## Elenco attività
- 1) Nell'intervista sulla crisi dell'occhialeria, chi presiede la onlus "Commissione difesa vista"?
- 2) Estrai dall'intervista sulla crisi dell'occhialeria il passo che va da "Crisi occhialeria, gli" fino a "un anno orribile." incluso.

## Estratto del documento
Crisi occhialeria, gli ordini sono azzerati: «Il mondo si è fermato e con esso l’export»

BELLUNO
«Era impossibile prevedere uno scenario peggiore, soprattutto per un settore come il nostro che vive al 90% di export. Il mondo, a causa del Coronavirus, si è bloccato e la domanda è scesa a zero. Una situazione drammatica, da cui cerchiamo di risollevarci. Ma l’orizzonte è ancora pieno di nubi».
Giovanni Vitaloni, presidente di Anfao (l’associazione che riunisce i fabbricanti di articoli ottici) analizza gli effetti di un anno orribile.
Come state reagendo?
«A livello associativo cerchiamo di spingere i governanti a incentivare il traffico presso i punti vendita; bisogna puntare su tutto quello che può far tornare il consumatore presso gli ottici».
In che modo?
«In Italia abbiamo fatto una proposta concreta al Governo, al presidente Conte, ma anche ai ministri Speranza, Patuanelli, Gualtieri, sollecitandoli con una lettera, a firma “Commissione difesa vista”, una onlus di cui facciamo parte con gli ottici e tutti gli altri protagonisti della filiere e che è presieduta da Vittorio Tabacchi. Va ribadito, infatti, che la vista è un bene fondamentale e che in questo lungo periodo di clausura è stata particolarmente sollecitata e affaticata dall’utilizzo intenso dei computer. Ciò che chiediamo è un intervento di prevenzione medica che, oltre a favorire i consumi attraverso misure rivolte direttamente ai cittadini, si preoccupi di salvaguardarne la salute».

## Dati di partenza
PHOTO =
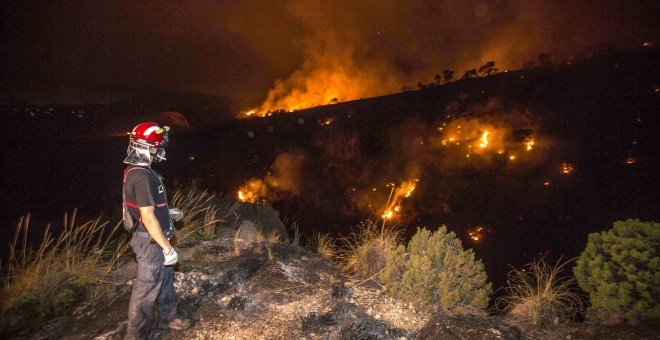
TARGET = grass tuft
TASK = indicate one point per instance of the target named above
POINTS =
(539, 297)
(325, 246)
(364, 251)
(43, 278)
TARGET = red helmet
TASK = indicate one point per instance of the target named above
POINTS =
(150, 134)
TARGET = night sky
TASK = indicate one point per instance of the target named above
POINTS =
(102, 51)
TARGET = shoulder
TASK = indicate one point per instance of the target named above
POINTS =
(134, 172)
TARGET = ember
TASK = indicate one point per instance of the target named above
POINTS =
(477, 233)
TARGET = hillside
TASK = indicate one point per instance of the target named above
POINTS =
(594, 161)
(295, 295)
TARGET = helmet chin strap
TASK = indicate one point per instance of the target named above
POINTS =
(159, 156)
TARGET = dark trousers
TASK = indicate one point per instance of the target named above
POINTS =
(153, 286)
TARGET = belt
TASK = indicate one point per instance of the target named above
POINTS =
(142, 234)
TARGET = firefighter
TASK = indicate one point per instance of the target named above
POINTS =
(150, 220)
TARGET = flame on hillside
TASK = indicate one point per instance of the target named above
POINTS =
(397, 194)
(283, 181)
(482, 139)
(477, 233)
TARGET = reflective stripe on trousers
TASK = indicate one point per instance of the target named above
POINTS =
(153, 286)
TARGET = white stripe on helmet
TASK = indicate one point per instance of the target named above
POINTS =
(148, 131)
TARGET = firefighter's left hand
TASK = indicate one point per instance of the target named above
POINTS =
(176, 214)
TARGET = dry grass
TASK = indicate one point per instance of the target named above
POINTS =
(201, 216)
(268, 240)
(539, 297)
(325, 245)
(364, 252)
(81, 254)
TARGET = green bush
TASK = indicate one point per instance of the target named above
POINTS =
(620, 270)
(435, 272)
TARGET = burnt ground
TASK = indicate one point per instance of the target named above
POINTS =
(295, 294)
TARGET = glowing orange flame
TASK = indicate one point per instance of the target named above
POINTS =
(405, 190)
(484, 139)
(253, 191)
(477, 233)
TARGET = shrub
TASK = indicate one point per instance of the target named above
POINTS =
(538, 296)
(620, 269)
(435, 272)
(364, 252)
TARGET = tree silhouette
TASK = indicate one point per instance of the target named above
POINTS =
(448, 75)
(470, 74)
(488, 69)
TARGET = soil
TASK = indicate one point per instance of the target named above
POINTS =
(291, 294)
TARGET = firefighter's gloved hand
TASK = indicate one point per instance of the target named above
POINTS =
(170, 258)
(176, 214)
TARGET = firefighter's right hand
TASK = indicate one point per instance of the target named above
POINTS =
(171, 258)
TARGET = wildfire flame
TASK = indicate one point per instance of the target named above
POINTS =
(485, 138)
(253, 191)
(477, 233)
(405, 190)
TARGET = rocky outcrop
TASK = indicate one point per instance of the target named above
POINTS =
(282, 291)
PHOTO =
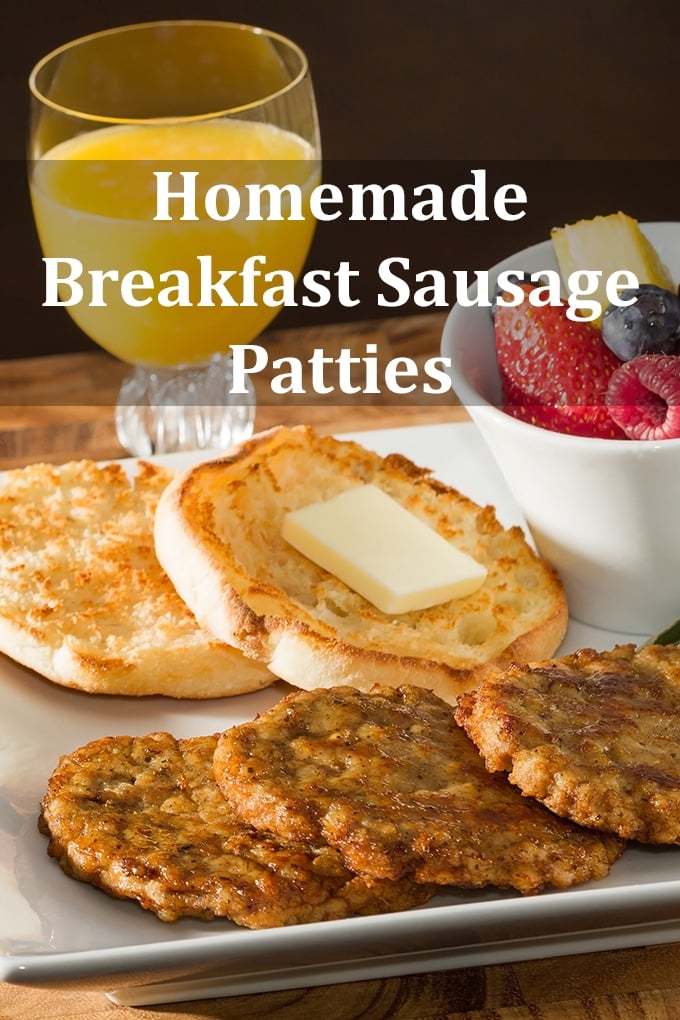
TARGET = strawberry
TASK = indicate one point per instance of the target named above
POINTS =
(643, 397)
(555, 370)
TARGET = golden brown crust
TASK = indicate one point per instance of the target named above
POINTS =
(142, 818)
(83, 598)
(593, 735)
(389, 779)
(218, 536)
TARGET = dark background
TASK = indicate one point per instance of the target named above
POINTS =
(584, 95)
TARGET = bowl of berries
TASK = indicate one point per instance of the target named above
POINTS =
(577, 395)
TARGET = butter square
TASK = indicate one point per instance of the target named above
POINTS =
(380, 550)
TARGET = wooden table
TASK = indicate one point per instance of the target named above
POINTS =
(58, 408)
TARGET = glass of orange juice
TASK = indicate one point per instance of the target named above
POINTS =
(170, 168)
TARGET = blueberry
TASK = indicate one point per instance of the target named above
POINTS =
(650, 325)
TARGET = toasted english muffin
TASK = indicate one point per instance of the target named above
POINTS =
(218, 536)
(85, 602)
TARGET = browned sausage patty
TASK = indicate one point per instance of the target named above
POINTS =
(142, 818)
(390, 780)
(593, 735)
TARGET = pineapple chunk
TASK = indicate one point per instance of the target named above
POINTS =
(609, 244)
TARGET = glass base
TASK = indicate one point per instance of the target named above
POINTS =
(167, 410)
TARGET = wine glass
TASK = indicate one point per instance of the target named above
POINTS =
(148, 144)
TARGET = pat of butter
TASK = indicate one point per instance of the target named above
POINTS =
(382, 551)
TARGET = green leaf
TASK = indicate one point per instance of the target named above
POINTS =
(670, 635)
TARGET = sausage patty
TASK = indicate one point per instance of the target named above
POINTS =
(142, 818)
(594, 735)
(390, 780)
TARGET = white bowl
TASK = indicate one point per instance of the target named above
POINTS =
(605, 512)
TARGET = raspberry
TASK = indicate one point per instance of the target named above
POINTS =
(643, 397)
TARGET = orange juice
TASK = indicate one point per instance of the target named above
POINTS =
(95, 199)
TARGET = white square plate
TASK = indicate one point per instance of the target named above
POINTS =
(55, 931)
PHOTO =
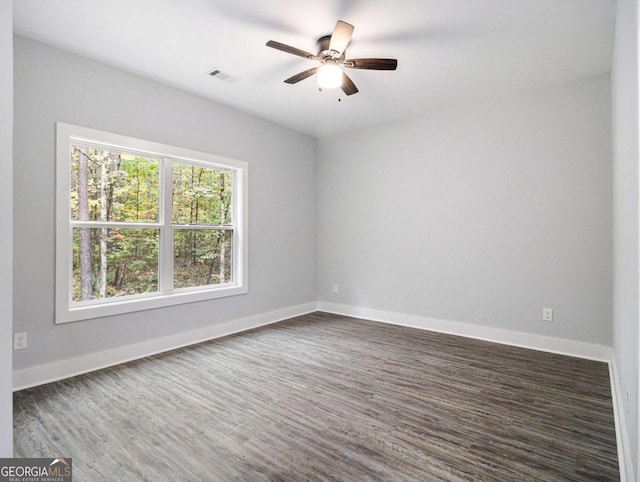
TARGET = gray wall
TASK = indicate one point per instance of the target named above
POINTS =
(6, 214)
(625, 213)
(482, 214)
(50, 86)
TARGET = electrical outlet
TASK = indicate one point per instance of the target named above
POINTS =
(20, 340)
(627, 404)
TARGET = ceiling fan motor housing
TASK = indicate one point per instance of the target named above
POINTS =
(325, 54)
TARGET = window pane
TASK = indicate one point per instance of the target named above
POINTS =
(201, 257)
(114, 262)
(113, 186)
(201, 195)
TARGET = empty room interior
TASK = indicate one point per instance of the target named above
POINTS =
(219, 262)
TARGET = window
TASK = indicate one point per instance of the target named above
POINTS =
(141, 225)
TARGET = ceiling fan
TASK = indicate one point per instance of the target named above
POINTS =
(332, 57)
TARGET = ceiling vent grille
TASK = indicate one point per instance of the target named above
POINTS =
(220, 75)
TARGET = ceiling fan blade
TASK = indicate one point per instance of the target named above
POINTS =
(294, 79)
(348, 87)
(372, 64)
(340, 37)
(290, 50)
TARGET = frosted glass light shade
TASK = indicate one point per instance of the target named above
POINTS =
(329, 76)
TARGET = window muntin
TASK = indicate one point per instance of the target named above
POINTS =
(142, 225)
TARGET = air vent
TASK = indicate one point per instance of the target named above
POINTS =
(220, 75)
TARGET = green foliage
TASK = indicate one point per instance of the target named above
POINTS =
(125, 188)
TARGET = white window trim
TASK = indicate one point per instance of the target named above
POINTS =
(65, 311)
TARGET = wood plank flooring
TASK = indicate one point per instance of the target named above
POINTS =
(326, 397)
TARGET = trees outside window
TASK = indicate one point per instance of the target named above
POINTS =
(142, 225)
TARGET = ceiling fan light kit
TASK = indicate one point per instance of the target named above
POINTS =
(331, 56)
(330, 76)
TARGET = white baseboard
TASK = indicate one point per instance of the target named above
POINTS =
(38, 375)
(561, 346)
(620, 416)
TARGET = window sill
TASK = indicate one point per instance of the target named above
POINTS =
(99, 309)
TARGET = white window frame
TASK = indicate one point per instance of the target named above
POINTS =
(66, 310)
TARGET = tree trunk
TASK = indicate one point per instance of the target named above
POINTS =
(103, 231)
(86, 287)
(223, 215)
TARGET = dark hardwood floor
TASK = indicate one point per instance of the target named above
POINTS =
(326, 397)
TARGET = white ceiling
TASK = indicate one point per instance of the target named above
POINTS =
(449, 51)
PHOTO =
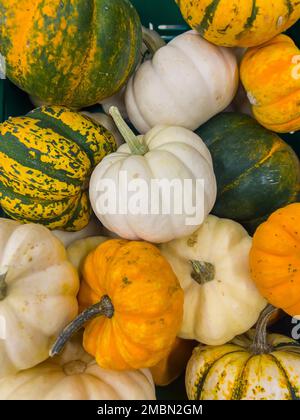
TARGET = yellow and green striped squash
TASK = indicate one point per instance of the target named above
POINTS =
(240, 23)
(73, 53)
(46, 159)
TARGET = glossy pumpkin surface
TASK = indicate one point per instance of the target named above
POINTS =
(256, 171)
(73, 52)
(243, 23)
(275, 260)
(147, 301)
(46, 160)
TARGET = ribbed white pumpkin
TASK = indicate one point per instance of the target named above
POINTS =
(185, 84)
(170, 153)
(75, 375)
(38, 289)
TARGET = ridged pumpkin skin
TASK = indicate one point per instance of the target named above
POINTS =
(232, 372)
(147, 301)
(275, 259)
(271, 77)
(46, 159)
(73, 52)
(256, 171)
(239, 23)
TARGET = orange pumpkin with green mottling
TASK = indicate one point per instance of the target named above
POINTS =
(239, 23)
(275, 259)
(46, 159)
(271, 77)
(70, 52)
(140, 299)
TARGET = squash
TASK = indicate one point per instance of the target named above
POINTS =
(185, 84)
(256, 171)
(212, 266)
(174, 364)
(256, 366)
(71, 53)
(141, 302)
(275, 261)
(38, 289)
(76, 376)
(271, 77)
(46, 161)
(243, 23)
(165, 153)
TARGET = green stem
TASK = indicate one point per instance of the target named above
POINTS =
(135, 145)
(3, 285)
(152, 43)
(104, 307)
(203, 272)
(260, 343)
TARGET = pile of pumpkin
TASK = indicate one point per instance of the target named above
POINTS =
(143, 307)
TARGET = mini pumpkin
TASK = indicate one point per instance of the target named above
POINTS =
(243, 23)
(212, 266)
(275, 259)
(255, 366)
(271, 76)
(38, 288)
(75, 375)
(141, 302)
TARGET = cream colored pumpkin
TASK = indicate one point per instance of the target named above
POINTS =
(38, 289)
(221, 301)
(75, 375)
(165, 153)
(255, 366)
(185, 84)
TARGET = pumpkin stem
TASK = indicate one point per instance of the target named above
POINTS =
(104, 307)
(3, 284)
(151, 44)
(134, 142)
(260, 343)
(203, 272)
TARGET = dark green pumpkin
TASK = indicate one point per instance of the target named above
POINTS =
(256, 171)
(70, 52)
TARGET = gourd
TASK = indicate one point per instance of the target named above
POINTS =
(256, 366)
(271, 77)
(170, 153)
(70, 54)
(275, 261)
(46, 161)
(256, 171)
(132, 306)
(185, 84)
(75, 375)
(212, 266)
(38, 289)
(243, 23)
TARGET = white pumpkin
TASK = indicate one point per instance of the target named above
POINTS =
(38, 289)
(212, 265)
(185, 84)
(165, 153)
(75, 375)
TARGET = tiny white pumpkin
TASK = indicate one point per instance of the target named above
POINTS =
(212, 266)
(75, 375)
(185, 84)
(38, 289)
(165, 153)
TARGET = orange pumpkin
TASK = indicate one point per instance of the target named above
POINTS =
(134, 287)
(275, 259)
(172, 366)
(271, 76)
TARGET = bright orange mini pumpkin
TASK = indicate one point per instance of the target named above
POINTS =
(275, 259)
(134, 287)
(271, 76)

## Soluzioni
- 1) Vittorio Tabacchi.

- 2)
Crisi occhialeria, gli ordini sono azzerati: «Il mondo si è fermato e con esso l’export»

BELLUNO
«Era impossibile prevedere uno scenario peggiore, soprattutto per un settore come il nostro che vive al 90% di export. Il mondo, a causa del Coronavirus, si è bloccato e la domanda è scesa a zero. Una situazione drammatica, da cui cerchiamo di risollevarci. Ma l’orizzonte è ancora pieno di nubi».
Giovanni Vitaloni, presidente di Anfao (l’associazione che riunisce i fabbricanti di articoli ottici) analizza gli effetti di un anno orribile.